**TASK DIRECTIONS:**
Output exactly, please, the lines of the records below from the one containing "For the pointing benchmark, tag the gravel" through the final line.

=== GIVEN DATA ===

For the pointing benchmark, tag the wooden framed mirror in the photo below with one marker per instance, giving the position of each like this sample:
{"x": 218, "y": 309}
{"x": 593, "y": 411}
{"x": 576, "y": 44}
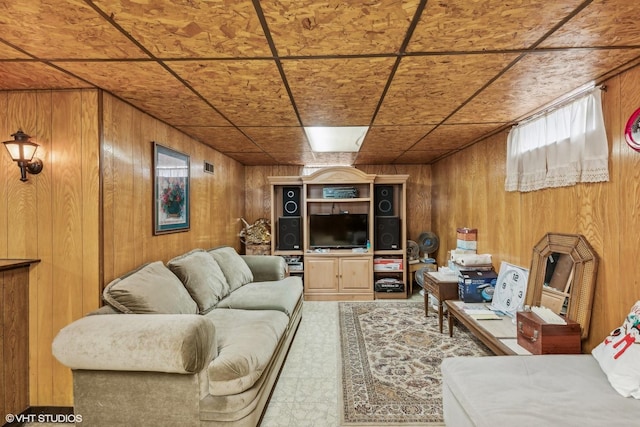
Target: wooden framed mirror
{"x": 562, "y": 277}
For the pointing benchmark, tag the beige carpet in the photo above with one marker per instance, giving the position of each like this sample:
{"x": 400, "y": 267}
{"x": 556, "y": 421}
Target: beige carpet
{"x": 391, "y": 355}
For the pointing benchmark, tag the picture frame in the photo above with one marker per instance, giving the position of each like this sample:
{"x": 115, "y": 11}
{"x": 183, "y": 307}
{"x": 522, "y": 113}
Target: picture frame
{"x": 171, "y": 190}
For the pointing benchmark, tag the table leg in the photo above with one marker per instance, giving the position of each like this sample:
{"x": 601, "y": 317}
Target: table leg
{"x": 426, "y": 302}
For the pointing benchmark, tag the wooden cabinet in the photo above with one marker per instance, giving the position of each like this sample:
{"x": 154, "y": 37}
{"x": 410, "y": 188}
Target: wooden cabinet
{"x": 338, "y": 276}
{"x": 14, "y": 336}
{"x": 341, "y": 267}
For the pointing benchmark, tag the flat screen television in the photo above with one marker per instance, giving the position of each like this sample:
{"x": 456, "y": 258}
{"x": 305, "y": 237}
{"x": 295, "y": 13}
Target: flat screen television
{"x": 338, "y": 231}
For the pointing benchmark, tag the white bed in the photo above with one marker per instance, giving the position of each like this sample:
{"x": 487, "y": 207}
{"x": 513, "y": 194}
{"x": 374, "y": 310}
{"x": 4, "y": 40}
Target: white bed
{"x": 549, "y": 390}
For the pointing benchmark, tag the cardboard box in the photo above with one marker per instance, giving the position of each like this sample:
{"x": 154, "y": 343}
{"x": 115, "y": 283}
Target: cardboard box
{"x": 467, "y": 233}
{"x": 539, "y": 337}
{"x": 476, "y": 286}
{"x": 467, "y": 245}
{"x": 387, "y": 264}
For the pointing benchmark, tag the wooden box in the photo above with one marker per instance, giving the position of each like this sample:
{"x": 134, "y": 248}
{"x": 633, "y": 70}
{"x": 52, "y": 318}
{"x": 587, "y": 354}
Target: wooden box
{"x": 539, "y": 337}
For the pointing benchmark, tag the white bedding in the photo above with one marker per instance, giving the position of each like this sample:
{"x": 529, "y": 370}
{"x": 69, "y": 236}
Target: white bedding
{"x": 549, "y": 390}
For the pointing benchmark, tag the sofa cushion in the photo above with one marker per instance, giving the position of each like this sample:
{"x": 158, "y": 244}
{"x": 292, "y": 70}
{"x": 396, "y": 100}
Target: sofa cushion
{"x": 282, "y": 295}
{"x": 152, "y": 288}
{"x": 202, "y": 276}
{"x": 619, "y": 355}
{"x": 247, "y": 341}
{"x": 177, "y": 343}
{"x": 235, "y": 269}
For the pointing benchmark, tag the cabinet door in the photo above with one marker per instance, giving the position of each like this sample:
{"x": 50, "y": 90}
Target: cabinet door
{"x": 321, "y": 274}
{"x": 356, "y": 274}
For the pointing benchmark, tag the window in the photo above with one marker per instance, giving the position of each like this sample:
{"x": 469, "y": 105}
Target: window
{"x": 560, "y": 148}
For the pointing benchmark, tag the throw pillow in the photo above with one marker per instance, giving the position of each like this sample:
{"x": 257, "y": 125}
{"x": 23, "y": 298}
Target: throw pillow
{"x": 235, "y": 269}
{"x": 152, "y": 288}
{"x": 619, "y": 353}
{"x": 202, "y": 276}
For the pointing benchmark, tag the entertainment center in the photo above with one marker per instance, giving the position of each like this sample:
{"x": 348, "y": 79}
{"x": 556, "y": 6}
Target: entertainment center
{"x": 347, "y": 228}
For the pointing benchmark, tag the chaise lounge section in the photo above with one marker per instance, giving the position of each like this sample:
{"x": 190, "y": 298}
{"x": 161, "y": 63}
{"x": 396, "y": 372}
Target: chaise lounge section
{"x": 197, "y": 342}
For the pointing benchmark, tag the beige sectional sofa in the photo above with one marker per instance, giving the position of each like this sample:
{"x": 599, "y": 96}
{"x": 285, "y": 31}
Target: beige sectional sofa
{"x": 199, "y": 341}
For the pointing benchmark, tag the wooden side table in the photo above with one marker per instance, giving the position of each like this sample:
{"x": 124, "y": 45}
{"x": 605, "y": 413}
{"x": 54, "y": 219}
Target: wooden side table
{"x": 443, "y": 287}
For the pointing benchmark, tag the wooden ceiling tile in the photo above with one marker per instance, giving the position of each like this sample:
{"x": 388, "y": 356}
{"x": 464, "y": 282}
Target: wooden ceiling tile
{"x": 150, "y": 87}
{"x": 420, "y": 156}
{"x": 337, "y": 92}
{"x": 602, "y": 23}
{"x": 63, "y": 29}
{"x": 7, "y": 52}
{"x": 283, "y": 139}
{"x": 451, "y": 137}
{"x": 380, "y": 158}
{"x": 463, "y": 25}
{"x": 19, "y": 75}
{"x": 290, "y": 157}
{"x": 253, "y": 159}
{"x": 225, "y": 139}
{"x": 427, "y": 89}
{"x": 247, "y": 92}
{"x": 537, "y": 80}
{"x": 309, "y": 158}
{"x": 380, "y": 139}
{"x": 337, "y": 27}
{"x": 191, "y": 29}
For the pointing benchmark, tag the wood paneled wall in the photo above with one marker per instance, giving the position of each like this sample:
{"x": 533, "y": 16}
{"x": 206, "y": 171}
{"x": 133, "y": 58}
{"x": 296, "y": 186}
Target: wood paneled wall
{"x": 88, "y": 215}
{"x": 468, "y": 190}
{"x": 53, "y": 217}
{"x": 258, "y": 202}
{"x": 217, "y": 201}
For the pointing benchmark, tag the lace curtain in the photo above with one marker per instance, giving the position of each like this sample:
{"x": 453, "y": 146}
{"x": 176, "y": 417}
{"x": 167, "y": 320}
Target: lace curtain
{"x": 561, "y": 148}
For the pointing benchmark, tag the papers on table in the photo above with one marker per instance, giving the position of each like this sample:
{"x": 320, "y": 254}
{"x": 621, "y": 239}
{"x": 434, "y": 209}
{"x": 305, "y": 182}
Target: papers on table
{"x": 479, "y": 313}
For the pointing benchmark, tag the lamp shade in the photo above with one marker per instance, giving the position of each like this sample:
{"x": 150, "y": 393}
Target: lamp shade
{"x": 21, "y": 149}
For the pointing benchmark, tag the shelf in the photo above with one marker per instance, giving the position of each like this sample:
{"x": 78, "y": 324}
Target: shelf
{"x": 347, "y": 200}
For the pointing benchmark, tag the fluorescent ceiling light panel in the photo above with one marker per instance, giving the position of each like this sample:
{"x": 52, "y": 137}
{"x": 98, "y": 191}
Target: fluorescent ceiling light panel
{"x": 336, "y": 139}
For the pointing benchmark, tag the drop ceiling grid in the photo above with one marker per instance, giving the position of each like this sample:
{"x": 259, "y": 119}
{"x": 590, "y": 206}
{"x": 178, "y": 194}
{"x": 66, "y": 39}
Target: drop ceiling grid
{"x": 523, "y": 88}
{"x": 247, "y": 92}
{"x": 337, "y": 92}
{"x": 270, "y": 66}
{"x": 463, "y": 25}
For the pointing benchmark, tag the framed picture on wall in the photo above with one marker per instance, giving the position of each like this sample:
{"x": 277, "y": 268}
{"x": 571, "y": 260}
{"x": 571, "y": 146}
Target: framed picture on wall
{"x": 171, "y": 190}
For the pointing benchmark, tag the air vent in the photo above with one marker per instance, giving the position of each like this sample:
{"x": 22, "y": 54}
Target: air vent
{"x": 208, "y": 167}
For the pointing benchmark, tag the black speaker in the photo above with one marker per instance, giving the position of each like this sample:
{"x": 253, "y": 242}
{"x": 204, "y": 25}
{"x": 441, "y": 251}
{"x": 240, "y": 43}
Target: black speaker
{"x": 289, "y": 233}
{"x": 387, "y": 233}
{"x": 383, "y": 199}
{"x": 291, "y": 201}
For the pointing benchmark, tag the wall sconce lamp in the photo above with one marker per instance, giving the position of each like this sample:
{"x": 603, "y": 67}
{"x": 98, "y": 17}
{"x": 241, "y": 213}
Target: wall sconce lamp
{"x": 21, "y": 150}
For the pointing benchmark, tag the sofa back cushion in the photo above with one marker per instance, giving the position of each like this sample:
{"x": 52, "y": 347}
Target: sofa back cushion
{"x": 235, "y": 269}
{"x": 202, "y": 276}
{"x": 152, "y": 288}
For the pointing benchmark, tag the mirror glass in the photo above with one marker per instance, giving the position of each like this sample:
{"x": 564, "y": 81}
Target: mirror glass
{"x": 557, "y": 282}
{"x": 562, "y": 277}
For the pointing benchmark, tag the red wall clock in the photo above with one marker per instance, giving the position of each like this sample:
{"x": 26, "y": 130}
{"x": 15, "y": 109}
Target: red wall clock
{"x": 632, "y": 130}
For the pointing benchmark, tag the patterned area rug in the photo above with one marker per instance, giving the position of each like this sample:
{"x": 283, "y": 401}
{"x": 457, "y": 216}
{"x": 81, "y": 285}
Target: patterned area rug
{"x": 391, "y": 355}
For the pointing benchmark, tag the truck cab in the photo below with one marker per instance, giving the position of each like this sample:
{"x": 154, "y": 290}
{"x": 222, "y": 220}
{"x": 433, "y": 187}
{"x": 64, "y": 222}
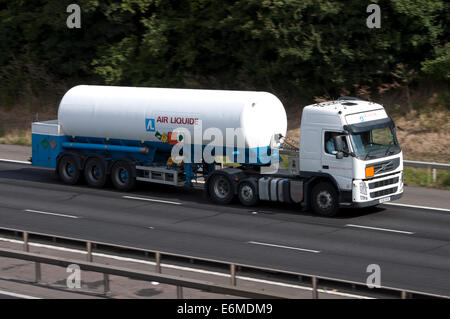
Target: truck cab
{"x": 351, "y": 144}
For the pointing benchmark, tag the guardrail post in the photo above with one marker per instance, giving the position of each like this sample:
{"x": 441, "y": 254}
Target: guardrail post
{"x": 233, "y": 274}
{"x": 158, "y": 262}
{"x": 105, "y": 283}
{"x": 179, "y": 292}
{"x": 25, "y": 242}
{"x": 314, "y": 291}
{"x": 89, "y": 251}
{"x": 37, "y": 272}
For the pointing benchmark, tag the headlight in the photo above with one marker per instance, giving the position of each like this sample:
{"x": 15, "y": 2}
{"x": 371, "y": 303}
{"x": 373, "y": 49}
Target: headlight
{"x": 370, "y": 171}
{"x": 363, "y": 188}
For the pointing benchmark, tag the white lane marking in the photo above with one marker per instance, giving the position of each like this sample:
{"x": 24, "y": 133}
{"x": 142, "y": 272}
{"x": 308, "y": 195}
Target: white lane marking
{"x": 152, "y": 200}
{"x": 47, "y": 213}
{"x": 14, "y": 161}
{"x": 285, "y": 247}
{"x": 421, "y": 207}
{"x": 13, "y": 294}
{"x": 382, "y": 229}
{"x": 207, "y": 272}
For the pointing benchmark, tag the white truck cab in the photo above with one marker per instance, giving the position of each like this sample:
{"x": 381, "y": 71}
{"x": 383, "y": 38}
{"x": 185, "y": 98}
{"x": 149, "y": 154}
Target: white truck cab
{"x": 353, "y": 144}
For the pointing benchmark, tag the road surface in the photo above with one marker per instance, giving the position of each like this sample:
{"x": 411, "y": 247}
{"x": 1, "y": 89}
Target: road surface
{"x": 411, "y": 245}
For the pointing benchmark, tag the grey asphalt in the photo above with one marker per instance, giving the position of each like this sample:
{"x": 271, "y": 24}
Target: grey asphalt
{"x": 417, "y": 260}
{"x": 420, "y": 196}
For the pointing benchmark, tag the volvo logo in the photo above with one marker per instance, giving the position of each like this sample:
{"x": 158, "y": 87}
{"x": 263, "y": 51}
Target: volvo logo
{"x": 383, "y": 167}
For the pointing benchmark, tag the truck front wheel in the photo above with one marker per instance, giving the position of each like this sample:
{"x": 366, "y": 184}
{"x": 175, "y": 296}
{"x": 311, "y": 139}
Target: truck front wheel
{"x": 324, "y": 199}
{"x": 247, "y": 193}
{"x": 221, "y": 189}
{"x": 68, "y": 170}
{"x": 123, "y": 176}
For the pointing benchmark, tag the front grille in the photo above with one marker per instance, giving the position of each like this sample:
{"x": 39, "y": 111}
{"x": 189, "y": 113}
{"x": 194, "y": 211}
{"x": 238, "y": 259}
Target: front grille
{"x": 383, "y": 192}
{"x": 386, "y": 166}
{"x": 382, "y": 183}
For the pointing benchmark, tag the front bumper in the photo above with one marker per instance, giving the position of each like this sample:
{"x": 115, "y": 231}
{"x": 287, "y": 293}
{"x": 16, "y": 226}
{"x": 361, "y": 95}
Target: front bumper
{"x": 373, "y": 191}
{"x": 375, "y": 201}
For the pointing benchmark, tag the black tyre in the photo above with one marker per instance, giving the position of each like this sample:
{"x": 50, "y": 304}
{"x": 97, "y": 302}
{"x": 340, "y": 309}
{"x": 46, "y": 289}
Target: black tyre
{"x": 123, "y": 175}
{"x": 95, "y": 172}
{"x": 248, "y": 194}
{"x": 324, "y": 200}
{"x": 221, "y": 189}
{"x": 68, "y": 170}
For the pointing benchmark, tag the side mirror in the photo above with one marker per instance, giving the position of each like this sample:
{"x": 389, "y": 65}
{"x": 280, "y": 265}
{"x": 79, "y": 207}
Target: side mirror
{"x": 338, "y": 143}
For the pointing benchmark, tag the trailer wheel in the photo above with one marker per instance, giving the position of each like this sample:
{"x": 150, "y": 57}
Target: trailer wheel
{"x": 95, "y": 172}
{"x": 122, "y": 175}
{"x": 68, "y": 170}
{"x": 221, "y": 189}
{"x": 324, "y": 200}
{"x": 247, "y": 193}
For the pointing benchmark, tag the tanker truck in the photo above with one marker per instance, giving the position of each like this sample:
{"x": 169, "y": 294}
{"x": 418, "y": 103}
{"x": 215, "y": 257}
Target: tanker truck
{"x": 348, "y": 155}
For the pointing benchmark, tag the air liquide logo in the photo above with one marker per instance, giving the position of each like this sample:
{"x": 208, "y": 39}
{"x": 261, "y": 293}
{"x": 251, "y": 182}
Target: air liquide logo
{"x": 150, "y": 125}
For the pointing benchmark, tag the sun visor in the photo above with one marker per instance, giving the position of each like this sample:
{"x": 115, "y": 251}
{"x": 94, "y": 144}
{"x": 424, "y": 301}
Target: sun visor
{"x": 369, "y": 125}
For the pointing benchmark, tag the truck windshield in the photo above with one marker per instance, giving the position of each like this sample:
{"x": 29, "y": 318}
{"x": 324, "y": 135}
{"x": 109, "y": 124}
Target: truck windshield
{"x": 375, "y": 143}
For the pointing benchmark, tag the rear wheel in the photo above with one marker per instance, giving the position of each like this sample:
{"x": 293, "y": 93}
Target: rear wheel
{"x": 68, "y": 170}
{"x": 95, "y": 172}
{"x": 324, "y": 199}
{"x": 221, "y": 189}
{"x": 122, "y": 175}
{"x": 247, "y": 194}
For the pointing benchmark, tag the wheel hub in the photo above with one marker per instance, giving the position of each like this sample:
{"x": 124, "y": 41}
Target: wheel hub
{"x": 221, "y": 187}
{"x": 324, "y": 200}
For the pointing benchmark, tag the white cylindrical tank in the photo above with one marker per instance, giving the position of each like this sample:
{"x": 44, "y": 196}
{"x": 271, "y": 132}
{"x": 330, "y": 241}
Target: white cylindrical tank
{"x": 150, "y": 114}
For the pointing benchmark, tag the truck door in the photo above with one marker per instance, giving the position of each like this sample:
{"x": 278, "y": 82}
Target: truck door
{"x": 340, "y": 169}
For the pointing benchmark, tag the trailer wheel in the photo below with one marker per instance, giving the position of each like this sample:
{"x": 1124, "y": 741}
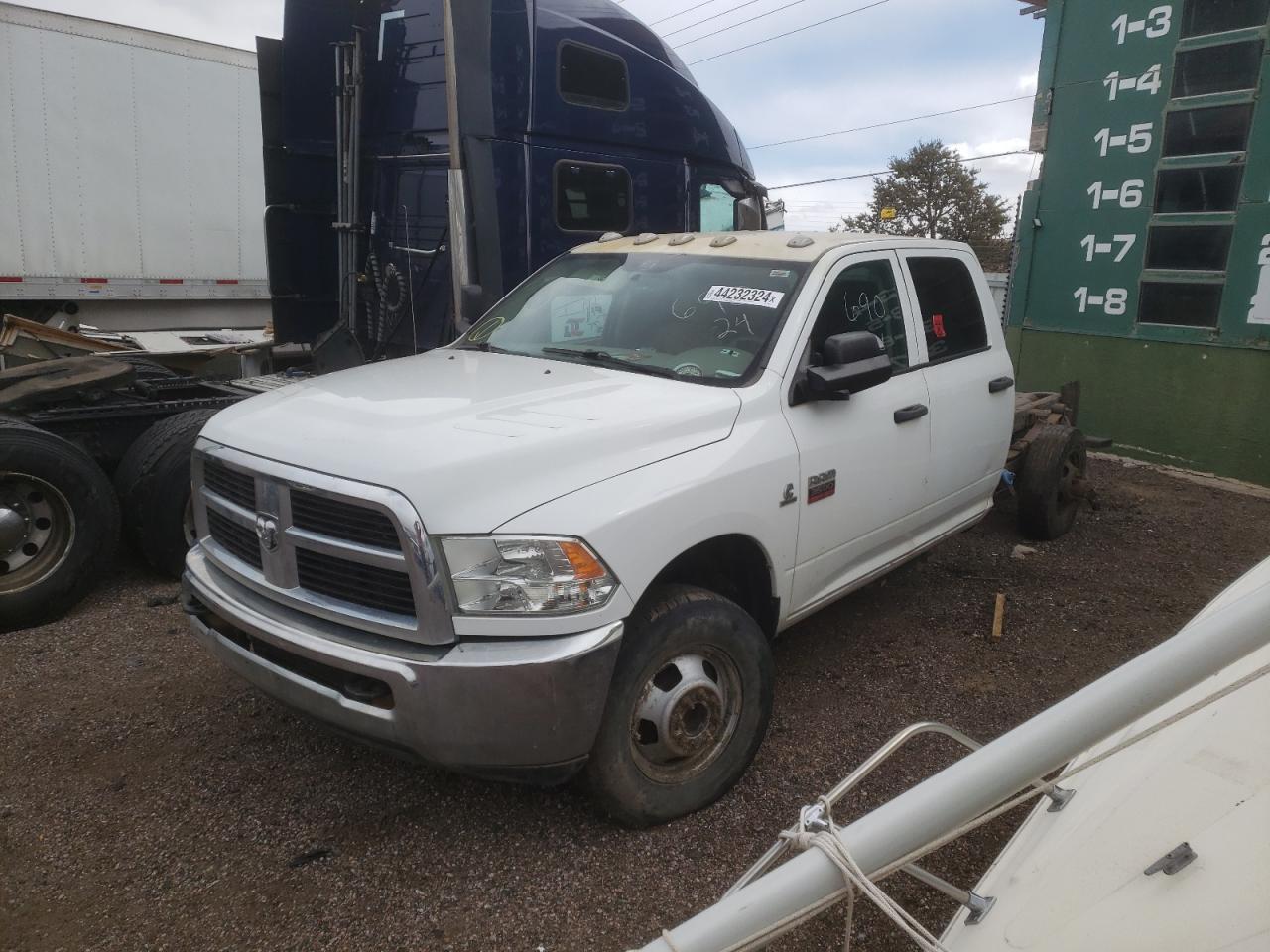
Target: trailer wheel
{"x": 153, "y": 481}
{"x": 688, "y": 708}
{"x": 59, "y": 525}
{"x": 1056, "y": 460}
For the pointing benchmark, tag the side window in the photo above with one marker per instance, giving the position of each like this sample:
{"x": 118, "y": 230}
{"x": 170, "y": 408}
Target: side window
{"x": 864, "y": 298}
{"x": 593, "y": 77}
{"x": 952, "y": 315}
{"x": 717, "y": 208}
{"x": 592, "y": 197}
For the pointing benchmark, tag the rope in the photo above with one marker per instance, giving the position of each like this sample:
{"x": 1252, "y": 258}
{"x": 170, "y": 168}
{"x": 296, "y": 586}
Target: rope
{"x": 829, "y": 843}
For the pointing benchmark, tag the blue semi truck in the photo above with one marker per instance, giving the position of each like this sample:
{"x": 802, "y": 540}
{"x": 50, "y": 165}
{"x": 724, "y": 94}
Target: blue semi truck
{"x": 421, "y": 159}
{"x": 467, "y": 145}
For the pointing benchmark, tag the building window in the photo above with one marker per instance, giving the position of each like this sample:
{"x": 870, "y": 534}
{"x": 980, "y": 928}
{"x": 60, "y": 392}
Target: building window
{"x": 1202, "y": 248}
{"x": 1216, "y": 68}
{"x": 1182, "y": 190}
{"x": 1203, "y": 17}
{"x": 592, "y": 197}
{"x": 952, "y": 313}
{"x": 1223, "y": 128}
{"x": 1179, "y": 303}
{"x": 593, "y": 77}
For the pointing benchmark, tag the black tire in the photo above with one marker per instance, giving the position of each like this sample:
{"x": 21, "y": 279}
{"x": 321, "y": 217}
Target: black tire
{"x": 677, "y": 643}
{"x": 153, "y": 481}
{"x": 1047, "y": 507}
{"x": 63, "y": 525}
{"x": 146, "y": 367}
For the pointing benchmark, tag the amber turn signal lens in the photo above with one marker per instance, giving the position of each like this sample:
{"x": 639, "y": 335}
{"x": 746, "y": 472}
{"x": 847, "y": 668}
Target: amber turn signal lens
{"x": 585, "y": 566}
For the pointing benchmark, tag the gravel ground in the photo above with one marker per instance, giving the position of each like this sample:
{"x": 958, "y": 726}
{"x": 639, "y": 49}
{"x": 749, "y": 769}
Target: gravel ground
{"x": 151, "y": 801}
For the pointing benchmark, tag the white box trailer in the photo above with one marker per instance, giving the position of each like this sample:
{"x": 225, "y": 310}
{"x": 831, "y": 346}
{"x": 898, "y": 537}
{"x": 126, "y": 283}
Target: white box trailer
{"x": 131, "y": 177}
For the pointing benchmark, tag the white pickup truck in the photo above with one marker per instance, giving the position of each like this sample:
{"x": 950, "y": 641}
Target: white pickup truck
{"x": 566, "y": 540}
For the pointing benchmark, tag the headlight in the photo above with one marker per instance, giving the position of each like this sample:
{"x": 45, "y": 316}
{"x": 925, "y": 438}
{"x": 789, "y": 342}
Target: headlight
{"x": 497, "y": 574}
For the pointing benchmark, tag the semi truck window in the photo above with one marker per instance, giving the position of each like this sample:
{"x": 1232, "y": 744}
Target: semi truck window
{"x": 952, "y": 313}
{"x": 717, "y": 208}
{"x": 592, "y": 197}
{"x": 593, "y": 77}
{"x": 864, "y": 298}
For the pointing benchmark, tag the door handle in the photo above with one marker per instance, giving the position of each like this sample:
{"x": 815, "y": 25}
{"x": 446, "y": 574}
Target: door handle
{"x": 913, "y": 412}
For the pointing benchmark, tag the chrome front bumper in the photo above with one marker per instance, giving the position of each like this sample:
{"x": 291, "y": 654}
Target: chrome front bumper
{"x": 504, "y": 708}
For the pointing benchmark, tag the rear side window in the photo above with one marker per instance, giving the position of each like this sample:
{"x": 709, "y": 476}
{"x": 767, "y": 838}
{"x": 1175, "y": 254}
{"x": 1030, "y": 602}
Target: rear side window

===

**SOLVED EXERCISE:**
For the pointing benchmark, tag the gravel ground in the photo above with one marker per instance, giving the position of each like this sample:
{"x": 958, "y": 726}
{"x": 639, "y": 49}
{"x": 749, "y": 769}
Target: gravel ground
{"x": 151, "y": 801}
For the pointing benchmark, tag the white box trailer in the photo above with one marker per instance, giving the position of each like this sample:
{"x": 225, "y": 310}
{"x": 831, "y": 346}
{"x": 898, "y": 537}
{"x": 126, "y": 283}
Target: white box trailer
{"x": 131, "y": 177}
For the pointing benchmark, tag the white pickup truck in the photo above with one marker per instance, giving the position of each like this sample:
{"x": 950, "y": 641}
Target: white pickup truck
{"x": 566, "y": 540}
For the pointing benchmark, tag the headlight in the photo above with one marker per instance, giving the position of each like this sample:
{"x": 45, "y": 316}
{"x": 925, "y": 438}
{"x": 789, "y": 342}
Target: headlight
{"x": 497, "y": 574}
For the pointing benchmark, tag the semi truck window in the photo above with one marker per instance, giving the position of each like this sample:
{"x": 1232, "y": 744}
Target: semi truck window
{"x": 952, "y": 313}
{"x": 717, "y": 208}
{"x": 592, "y": 197}
{"x": 593, "y": 77}
{"x": 864, "y": 298}
For the pointing benchmark, tag the door handle in the photo above with one marker per instance, giving the position of each like this sample:
{"x": 815, "y": 25}
{"x": 446, "y": 574}
Target: door handle
{"x": 913, "y": 412}
For the pointing benchmark, tag the chrome front bumper in the photo above with one marker per instance, giving the position of each like this sample:
{"x": 291, "y": 654}
Target: chrome front bumper
{"x": 504, "y": 708}
For the pointing benchmark, tag the rear side window in the photo above with one marker per instance, giving the position of each like this sample:
{"x": 709, "y": 476}
{"x": 767, "y": 838}
{"x": 1175, "y": 254}
{"x": 1030, "y": 602}
Target: rear side window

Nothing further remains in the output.